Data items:
++++

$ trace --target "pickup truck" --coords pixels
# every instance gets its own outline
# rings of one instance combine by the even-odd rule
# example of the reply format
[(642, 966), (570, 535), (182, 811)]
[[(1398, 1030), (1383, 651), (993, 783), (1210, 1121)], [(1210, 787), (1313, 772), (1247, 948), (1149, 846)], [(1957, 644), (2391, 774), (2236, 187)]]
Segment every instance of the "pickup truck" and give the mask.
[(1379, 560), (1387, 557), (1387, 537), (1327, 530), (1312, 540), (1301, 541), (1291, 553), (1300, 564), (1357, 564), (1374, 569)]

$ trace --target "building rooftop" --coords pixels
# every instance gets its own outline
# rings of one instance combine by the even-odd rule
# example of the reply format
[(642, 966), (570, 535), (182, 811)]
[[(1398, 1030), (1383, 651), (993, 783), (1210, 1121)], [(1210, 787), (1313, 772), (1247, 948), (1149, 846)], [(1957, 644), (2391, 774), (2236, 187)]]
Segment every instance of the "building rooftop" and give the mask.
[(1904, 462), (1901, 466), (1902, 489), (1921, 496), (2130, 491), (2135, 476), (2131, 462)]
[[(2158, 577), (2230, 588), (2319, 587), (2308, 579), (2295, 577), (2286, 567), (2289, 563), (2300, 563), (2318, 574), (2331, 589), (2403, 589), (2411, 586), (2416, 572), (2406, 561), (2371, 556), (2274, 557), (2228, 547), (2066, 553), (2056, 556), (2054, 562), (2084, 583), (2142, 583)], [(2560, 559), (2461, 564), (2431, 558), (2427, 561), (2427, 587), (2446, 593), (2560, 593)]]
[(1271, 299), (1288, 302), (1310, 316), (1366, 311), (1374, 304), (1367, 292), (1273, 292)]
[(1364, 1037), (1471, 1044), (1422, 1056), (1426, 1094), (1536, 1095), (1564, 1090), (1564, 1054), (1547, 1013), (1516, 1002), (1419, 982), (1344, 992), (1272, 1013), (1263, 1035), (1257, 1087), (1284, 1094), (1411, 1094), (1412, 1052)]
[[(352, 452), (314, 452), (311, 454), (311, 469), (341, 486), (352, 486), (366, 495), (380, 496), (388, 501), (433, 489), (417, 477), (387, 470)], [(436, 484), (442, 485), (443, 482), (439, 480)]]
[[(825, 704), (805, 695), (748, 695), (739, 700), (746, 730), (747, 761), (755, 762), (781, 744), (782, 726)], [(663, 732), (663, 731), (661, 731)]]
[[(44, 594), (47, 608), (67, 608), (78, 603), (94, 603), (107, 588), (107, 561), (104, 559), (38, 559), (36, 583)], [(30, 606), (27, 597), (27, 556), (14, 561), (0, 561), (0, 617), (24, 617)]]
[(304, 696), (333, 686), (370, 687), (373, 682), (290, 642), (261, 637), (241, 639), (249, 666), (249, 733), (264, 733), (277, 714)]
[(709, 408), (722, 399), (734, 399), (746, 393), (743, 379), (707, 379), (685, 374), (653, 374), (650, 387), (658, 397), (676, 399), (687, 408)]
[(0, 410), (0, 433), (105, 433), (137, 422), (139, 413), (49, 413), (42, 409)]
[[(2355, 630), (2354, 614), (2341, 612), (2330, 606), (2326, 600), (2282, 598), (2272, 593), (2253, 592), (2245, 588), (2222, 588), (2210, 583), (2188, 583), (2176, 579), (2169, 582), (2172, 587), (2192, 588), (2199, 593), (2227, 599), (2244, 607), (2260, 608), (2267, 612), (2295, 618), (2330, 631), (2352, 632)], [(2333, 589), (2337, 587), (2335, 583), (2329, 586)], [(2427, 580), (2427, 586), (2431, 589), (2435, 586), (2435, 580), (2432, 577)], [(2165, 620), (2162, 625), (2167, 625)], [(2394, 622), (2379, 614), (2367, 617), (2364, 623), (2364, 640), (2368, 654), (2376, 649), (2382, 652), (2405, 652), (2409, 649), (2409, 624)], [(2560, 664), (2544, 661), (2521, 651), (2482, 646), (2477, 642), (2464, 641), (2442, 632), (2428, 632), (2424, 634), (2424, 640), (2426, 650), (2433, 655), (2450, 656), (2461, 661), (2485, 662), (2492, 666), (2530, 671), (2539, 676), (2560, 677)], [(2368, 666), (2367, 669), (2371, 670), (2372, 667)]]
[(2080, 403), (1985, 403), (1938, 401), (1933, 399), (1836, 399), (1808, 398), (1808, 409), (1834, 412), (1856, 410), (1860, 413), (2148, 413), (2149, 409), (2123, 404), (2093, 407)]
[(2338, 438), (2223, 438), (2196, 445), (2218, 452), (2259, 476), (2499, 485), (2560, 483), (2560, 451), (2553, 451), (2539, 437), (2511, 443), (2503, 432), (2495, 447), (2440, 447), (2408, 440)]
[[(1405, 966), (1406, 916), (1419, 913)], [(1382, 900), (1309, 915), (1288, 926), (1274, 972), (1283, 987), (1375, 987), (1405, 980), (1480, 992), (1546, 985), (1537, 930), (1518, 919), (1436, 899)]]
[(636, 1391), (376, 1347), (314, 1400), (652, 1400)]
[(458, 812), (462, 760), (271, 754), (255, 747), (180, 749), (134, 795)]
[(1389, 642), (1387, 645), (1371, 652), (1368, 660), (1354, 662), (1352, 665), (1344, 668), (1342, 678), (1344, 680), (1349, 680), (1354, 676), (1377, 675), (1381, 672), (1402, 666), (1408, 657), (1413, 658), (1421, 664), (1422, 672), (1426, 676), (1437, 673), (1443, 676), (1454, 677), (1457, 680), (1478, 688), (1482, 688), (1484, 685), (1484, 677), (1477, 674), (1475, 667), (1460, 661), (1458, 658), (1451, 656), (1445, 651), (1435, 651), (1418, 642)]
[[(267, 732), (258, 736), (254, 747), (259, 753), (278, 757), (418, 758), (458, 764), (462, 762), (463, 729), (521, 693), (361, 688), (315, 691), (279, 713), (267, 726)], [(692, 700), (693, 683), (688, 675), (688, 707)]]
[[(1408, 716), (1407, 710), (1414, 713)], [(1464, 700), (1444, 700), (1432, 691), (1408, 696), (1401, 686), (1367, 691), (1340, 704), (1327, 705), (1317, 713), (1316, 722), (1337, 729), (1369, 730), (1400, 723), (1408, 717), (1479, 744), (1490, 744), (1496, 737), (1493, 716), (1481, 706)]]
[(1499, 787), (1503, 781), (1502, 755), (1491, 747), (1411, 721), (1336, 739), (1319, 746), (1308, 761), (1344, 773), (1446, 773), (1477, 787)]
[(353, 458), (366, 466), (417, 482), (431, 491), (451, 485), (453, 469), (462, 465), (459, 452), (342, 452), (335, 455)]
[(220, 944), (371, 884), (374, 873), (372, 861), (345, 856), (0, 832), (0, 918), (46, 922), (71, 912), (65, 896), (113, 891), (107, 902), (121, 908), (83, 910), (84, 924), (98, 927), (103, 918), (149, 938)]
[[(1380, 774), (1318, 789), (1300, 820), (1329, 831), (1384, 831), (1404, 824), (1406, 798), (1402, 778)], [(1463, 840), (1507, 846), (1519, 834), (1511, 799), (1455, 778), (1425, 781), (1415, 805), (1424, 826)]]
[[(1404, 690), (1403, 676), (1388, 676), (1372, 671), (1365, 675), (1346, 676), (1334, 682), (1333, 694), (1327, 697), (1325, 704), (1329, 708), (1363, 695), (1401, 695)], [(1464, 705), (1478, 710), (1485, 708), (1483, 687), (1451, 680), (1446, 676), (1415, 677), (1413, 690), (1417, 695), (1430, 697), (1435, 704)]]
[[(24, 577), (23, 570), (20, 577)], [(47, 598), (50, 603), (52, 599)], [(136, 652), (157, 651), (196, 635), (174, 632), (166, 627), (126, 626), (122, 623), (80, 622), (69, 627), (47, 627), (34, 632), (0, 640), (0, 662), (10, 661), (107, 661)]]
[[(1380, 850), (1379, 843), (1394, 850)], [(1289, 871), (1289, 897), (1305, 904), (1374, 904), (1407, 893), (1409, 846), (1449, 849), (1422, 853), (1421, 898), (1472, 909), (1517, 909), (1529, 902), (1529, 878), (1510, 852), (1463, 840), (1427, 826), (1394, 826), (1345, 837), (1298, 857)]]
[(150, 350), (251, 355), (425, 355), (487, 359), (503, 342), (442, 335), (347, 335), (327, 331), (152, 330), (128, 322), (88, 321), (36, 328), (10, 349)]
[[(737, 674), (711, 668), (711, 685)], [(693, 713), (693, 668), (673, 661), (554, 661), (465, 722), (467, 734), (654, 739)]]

++++

Work order: Pick out the lines above that hold the string "rooftop" and show them.

Exercise answer:
$ trace --target "building rooftop" --coords pixels
Segment every instance of the "building rooftop" and give the mask.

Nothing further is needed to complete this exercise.